◆ **Short problem a**
From the temperature simulation passage, quote word for word everything between "glimpse(temps)" and "mean(sim_data < .05)", inclusive.

◆ **Passage shown**
========================================
We suppose for the sake of argument that the true mean temperature of healthy adults is 98.6 with a standard deviation of 0.7. We model repeated samples as follows. First, choose a mean temperature for each of the 20 people, assume that healthy human temperatures follow a normal distribution with mean 98.6 and standard deviation 0.7. Then, assume that each person’s own temperatures are centered at their personal mean temperature with standard deviation 0.5.

# choose a mean temperature for each person
people_means <- rnorm(20, 98.6, .7)
# take five readings of each person
temps <- rnorm(100, mean = rep(people_means, 5), sd = 0.5)
glimpse(temps)

##  num [1:100] 97.9 99.3 99 99.2 98 ...

Now replicate this simulation to estimate the type I error rate:

sim_data <- replicate(1000, {
  people_means <- rnorm(20, 98.6, .7)
  temps <- rnorm(100, mean = rep(people_means, 5), sd = 0.5)
  t.test(temps, mu = 98.6)$p.value
})
mean(sim_data < .05)

## [1] 0.305

The effective type I error rate in this case is much larger than 5 percent! This is strong evidence that one should not ignore this type of dependence in ones data.
========================================
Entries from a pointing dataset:

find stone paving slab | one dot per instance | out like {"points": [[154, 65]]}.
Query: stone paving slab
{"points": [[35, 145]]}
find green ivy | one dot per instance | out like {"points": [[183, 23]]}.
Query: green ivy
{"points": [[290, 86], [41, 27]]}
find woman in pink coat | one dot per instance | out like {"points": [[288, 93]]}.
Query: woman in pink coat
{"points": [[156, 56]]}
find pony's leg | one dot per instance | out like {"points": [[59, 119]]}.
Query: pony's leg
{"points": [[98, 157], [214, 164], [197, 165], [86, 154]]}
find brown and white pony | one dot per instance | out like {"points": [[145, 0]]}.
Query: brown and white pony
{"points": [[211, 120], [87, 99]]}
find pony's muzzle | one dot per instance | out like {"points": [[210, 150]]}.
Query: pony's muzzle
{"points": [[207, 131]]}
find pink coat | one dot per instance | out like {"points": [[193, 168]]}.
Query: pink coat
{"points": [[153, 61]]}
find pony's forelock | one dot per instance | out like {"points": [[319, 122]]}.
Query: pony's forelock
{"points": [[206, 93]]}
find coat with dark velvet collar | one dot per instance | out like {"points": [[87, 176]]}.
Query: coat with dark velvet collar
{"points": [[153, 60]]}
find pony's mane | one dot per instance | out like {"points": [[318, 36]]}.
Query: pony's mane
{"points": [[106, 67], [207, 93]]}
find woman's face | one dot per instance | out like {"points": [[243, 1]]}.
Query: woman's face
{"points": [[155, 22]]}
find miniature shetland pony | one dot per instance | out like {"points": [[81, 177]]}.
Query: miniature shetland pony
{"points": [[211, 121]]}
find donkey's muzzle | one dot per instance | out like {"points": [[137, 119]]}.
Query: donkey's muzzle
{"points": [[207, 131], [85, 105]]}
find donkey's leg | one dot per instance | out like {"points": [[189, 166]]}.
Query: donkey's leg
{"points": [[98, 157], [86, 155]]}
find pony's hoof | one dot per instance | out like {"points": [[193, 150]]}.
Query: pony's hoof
========================================
◆ **Short problem b**
Rewrite the listing entries between the line holding "find miniature shetland" and the end of the listing, inclusive, requests included, adding 81 to every point coordinate in the answers. Give only those lines.

◆ **Final result a**
glimpse(temps)

##  num [1:100] 97.9 99.3 99 99.2 98 ...

Now replicate this simulation to estimate the type I error rate:

sim_data <- replicate(1000, {
  people_means <- rnorm(20, 98.6, .7)
  temps <- rnorm(100, mean = rep(people_means, 5), sd = 0.5)
  t.test(temps, mu = 98.6)$p.value
})
mean(sim_data < .05)

◆ **Final result b**
find miniature shetland pony | one dot per instance | out like {"points": [[81, 177]]}.
Query: miniature shetland pony
{"points": [[292, 202]]}
find donkey's muzzle | one dot per instance | out like {"points": [[137, 119]]}.
Query: donkey's muzzle
{"points": [[288, 212], [166, 186]]}
find donkey's leg | one dot per instance | out like {"points": [[189, 166]]}.
Query: donkey's leg
{"points": [[179, 238], [167, 236]]}
find pony's hoof | one dot per instance | out like {"points": [[193, 150]]}.
Query: pony's hoof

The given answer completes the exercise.